### BRIEF
Using the data that follows, state the number of lines holding the word "blurred", and give no other output.

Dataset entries
^^^^

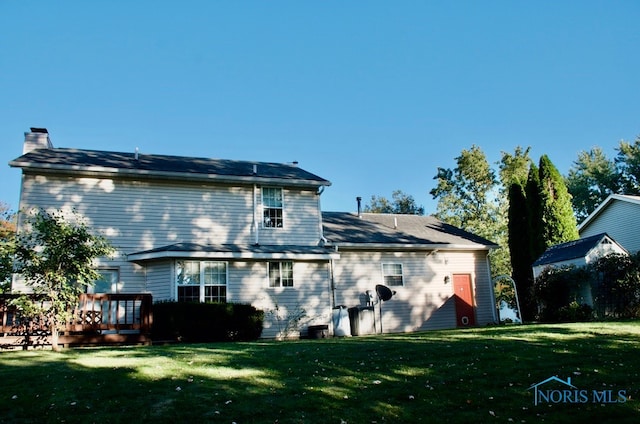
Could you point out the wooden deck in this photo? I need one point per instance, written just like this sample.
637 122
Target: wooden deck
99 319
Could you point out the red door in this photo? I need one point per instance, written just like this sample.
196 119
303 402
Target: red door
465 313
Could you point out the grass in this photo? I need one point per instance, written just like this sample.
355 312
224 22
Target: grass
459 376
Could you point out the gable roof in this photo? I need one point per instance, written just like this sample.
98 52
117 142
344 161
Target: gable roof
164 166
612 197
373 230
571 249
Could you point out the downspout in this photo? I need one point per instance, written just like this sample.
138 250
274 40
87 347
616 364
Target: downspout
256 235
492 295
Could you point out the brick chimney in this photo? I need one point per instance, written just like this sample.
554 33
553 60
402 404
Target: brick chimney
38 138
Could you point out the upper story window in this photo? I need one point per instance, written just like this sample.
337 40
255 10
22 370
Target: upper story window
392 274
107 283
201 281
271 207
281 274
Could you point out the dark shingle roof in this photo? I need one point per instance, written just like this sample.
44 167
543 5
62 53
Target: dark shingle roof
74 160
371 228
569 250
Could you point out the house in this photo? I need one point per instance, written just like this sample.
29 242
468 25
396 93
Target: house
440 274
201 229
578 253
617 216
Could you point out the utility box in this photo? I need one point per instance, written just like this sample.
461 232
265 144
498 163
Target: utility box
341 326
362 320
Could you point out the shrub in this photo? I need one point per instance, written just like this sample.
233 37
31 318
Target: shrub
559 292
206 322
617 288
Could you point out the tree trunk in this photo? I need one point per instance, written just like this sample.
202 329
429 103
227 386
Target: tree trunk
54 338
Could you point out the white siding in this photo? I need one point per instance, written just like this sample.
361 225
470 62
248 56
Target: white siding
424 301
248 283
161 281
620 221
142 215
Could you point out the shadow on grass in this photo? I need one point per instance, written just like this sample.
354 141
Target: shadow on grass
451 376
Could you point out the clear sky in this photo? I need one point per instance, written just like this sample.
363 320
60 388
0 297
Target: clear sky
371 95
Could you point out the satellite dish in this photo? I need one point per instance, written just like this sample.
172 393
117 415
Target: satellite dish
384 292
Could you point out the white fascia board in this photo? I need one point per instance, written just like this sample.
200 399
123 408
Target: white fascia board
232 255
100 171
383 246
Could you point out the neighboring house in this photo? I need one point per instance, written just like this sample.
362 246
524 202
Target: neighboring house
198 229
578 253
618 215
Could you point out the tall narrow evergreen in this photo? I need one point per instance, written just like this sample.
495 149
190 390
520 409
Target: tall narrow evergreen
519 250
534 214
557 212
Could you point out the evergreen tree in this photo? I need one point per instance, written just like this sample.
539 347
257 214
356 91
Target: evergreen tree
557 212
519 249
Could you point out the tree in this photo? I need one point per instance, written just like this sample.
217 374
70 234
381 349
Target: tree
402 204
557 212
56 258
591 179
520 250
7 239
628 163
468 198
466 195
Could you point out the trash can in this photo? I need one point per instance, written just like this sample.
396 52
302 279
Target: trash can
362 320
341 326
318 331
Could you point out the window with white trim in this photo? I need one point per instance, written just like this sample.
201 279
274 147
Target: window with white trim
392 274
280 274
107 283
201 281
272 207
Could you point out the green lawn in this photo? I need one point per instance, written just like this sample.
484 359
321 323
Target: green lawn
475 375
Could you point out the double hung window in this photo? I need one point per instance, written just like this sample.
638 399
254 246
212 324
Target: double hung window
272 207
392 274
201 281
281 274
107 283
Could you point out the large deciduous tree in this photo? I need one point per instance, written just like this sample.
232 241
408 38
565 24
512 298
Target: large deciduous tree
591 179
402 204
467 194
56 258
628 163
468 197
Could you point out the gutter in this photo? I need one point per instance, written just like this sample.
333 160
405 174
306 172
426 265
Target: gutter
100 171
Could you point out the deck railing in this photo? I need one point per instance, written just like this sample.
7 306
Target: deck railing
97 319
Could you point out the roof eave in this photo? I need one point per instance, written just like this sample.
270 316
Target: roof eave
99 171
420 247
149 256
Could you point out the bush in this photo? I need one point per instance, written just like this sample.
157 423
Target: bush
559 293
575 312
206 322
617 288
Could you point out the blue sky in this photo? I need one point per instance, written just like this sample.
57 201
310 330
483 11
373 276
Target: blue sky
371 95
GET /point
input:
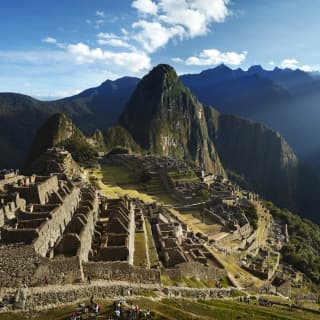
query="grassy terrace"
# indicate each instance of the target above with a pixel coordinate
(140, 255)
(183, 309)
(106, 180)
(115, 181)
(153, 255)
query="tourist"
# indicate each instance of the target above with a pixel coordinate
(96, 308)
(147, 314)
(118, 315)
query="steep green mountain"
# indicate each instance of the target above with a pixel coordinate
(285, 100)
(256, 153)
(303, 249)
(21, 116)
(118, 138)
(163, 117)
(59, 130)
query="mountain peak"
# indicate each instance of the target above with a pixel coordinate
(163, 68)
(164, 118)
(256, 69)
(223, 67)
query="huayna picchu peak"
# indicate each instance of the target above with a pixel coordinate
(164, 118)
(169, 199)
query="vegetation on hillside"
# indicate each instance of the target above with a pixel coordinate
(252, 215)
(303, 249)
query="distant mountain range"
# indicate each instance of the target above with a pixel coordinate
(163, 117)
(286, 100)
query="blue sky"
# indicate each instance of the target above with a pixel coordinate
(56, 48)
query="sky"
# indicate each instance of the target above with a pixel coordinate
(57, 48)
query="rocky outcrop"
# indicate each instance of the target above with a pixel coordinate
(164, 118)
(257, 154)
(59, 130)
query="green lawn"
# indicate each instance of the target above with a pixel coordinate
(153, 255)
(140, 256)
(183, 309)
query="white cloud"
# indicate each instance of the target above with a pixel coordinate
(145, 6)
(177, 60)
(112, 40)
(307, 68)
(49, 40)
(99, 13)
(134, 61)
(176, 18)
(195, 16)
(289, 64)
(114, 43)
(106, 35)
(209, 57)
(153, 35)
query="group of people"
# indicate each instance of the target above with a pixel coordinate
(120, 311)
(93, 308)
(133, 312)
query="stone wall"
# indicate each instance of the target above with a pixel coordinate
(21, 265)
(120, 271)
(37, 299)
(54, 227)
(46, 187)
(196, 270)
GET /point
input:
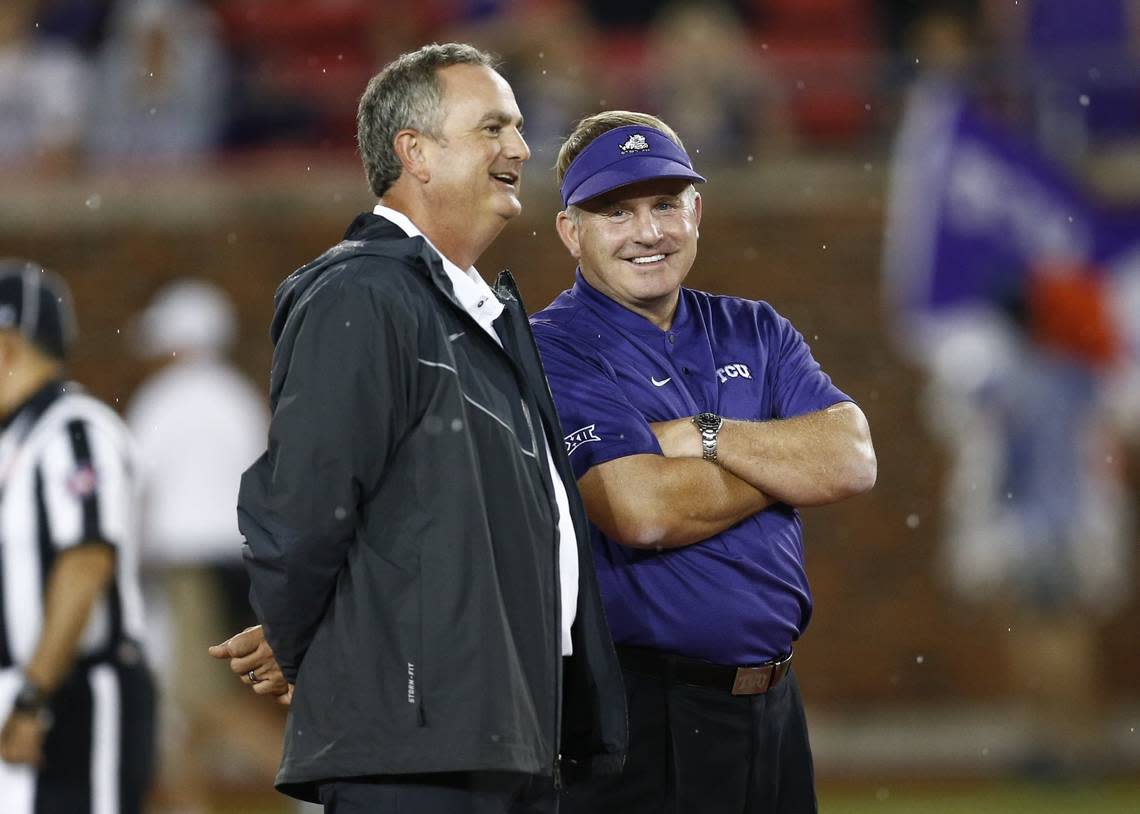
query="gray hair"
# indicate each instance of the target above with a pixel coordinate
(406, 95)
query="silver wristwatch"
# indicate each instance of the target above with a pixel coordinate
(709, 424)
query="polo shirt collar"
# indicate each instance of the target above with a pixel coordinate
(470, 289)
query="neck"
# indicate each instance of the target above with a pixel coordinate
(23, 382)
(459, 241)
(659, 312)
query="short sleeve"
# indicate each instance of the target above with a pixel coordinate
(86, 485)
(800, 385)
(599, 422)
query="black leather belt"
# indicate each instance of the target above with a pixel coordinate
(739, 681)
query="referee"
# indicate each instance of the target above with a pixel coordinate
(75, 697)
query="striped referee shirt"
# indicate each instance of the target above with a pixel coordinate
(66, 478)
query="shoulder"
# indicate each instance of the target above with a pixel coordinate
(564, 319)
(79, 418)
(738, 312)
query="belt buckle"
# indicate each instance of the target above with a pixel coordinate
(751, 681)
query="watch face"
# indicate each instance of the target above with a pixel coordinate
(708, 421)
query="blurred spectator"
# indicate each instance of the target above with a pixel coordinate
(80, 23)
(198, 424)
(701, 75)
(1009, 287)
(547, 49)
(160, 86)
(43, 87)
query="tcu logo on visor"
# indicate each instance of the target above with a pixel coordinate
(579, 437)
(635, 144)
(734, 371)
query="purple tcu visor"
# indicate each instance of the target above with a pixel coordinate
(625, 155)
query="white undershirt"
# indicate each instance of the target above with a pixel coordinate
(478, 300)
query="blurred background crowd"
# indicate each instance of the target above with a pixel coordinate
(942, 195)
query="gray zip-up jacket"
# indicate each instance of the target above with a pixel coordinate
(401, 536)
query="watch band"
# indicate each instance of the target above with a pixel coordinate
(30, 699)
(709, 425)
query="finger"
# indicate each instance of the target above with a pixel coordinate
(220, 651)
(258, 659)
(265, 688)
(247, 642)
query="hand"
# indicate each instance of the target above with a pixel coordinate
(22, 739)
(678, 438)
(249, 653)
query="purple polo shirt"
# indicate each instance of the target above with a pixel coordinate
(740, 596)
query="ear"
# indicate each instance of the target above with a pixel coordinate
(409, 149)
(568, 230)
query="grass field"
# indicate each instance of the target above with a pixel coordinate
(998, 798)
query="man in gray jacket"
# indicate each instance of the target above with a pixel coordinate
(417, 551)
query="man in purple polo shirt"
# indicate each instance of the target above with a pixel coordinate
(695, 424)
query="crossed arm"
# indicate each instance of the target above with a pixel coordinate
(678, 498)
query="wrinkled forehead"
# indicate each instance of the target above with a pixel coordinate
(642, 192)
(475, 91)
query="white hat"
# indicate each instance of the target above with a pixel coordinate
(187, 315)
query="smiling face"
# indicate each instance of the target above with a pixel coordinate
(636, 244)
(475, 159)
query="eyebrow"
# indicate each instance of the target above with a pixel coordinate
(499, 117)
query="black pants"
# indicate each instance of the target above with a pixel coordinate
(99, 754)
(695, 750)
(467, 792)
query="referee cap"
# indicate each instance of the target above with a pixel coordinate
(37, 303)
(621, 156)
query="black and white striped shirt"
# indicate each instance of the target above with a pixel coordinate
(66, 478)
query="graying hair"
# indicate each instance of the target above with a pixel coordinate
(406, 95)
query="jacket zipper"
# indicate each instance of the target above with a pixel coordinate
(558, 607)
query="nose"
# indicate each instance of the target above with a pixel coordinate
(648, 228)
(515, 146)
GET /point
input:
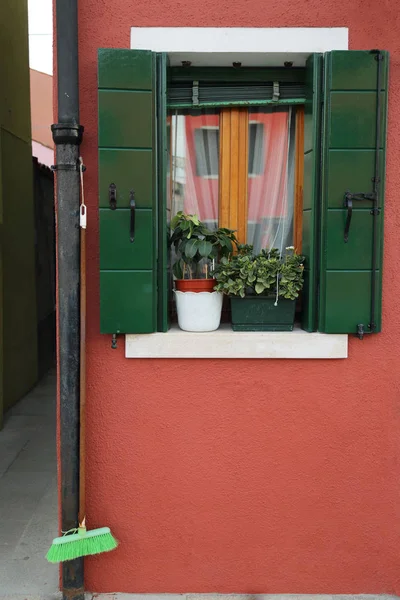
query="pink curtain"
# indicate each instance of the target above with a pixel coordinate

^^^^

### SOLUTION TO THIS PROBLEM
2